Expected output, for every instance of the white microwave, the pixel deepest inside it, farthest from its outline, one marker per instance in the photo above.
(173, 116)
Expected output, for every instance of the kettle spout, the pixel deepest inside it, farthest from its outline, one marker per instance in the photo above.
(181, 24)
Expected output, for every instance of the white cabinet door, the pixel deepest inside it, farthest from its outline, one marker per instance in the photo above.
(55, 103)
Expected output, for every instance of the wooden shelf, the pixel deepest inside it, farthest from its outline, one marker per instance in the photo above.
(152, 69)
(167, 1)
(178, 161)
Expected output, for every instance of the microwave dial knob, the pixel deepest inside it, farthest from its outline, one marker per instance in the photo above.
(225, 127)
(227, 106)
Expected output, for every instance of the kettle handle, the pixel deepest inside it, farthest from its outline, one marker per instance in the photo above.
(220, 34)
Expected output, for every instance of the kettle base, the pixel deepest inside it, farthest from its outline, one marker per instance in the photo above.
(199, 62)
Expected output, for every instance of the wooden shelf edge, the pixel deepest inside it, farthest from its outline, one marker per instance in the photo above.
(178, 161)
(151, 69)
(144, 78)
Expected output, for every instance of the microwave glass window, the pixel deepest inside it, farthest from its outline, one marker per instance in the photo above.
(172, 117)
========
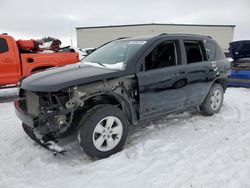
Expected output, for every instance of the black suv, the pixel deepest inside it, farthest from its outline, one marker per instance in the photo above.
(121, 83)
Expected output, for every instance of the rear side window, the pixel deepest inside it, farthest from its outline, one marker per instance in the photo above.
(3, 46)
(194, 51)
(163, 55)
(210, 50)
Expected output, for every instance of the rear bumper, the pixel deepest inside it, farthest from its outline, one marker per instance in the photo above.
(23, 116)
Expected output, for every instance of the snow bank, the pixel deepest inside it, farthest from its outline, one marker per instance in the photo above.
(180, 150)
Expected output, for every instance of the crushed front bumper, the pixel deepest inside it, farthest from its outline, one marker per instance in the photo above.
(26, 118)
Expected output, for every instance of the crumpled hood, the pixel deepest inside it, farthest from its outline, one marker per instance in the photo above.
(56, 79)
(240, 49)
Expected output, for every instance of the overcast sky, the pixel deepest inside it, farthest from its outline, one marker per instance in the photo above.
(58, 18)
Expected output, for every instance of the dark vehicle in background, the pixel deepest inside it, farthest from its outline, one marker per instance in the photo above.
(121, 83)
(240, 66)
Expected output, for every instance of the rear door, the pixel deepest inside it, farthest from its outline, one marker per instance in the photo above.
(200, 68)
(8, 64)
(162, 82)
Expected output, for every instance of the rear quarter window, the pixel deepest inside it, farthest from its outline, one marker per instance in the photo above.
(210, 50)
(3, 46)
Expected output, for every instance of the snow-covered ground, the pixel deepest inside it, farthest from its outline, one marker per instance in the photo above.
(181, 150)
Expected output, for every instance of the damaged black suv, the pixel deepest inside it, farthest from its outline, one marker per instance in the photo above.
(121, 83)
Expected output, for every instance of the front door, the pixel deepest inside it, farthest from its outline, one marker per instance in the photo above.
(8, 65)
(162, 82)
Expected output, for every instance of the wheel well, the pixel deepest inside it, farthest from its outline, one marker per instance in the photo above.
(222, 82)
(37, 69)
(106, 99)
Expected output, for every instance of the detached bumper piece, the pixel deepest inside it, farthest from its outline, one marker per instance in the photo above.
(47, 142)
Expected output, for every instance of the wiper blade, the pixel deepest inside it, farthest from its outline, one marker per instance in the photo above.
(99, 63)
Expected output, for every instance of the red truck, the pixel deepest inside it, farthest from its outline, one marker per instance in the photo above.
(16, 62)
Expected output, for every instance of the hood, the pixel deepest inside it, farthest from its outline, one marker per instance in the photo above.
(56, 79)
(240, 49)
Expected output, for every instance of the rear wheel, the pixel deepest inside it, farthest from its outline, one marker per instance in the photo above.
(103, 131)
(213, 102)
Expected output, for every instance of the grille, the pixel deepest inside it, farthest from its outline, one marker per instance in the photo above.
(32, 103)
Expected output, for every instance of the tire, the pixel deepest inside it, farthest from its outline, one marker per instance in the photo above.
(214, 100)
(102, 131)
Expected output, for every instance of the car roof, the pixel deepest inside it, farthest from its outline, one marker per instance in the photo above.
========
# The exercise
Reproduce the data word for word, starting at the line containing "Expected output, for every instance of the hood, the" and ending at the line containing "Expected output, for every instance of the car", with both of those lines included.

# Correct output
Expected output, for every instance of the hood, the pixel deepest inside it, farthest from its outline, one marker per instance in the photo above.
(56, 79)
(240, 49)
Expected output, for every instance of the rear wheel, the pixel deepest inside it, farthest from its outline, one marker per instance in the photo above.
(103, 131)
(213, 102)
Expected output, for every instance of the grille, the pixel deepest inside it, farthest from its outline, one marker per instance in the photo above.
(32, 103)
Expected output, for every instance of the tire, the pixel deepest inside it, farthest from its outline, one marker per instance in the photo above.
(214, 100)
(102, 131)
Expected output, for every instance of the car roof, the pixel deepest inside it, farthest from its outline, one marker per instance in the photo above.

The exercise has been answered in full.